● **The request**:
Starting at the line containing "yard, as integer pixel positions." and running through the last line of the records, both included, write those lines out again with their requests, shifting every coordinate in the answers up by 10.

● **A run of records**:
*-*-*
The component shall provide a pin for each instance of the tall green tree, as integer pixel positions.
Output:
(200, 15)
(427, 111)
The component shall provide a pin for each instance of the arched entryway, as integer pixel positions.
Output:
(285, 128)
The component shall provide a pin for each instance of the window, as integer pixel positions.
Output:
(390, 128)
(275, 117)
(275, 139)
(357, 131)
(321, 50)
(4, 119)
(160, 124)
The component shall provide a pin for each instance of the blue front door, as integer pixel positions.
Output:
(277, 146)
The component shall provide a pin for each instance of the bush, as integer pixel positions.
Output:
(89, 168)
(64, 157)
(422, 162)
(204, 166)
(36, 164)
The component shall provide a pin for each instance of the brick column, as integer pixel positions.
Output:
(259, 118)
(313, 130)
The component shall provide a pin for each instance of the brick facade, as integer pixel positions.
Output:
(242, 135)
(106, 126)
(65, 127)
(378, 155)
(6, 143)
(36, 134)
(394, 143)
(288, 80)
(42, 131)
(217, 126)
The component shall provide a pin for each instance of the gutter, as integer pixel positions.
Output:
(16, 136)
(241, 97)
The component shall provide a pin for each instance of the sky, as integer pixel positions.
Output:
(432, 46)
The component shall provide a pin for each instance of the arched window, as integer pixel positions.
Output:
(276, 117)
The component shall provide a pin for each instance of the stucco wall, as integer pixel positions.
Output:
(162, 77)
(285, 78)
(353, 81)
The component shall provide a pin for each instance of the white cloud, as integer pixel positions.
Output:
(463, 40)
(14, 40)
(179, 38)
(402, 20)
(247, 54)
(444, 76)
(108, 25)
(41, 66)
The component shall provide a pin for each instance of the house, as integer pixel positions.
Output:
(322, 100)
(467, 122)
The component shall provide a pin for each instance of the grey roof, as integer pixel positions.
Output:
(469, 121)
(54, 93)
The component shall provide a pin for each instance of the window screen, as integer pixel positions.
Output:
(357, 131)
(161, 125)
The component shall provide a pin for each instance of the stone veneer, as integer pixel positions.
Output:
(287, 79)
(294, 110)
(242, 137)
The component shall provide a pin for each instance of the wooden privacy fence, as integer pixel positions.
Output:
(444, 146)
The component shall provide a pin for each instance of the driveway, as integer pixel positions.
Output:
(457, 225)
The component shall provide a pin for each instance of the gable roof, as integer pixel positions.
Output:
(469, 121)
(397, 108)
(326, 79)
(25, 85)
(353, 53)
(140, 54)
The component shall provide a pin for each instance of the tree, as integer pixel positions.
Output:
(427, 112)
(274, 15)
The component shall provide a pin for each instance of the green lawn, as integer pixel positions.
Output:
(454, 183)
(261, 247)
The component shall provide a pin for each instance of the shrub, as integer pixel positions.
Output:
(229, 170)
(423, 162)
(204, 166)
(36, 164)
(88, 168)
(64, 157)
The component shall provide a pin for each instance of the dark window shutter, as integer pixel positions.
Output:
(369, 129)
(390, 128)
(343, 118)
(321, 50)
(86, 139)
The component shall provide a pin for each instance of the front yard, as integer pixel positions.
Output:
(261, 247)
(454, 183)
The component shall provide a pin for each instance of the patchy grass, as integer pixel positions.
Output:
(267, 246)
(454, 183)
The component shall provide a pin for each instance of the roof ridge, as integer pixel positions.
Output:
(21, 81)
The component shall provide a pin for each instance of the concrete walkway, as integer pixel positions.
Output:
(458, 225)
*-*-*
● **Result below**:
The component shall provide a pin for each instance of the front yard, as integer pixel positions.
Output:
(271, 257)
(464, 193)
The component shall provide a pin for each instance of the patchy grass, as integer pixel positions.
Output:
(277, 256)
(464, 193)
The component shall provide a pin for each instance of the roof ridge, as integer pixel positions.
Output:
(31, 91)
The component shall provide a pin for each instance of the concrete walkway, as integer pixel positions.
Output:
(468, 235)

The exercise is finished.